** Start **

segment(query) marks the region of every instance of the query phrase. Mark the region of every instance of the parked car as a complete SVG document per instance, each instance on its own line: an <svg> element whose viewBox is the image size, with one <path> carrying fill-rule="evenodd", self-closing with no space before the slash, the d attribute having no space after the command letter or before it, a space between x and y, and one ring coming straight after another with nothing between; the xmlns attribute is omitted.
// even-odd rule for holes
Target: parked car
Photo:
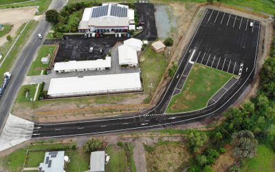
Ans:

** End **

Copy the records above line for line, with no changes, and leave out the pictures.

segment(query) marks the region of every instance of the query phrase. Mark the region of every instance of the parked car as a complete SVG document per instance, each instance on its own line: an <svg> element whose viewBox is the image size, with one <path> carrying fill-rule="evenodd", self-closing with no space before the slash, the d attribute having no space after the command letter or before it, a space between x and y, and one ring coming straight after another with nothing between; the xmlns attribute is omitted.
// even-odd rule for holes
Target: parked car
Photo:
Ans:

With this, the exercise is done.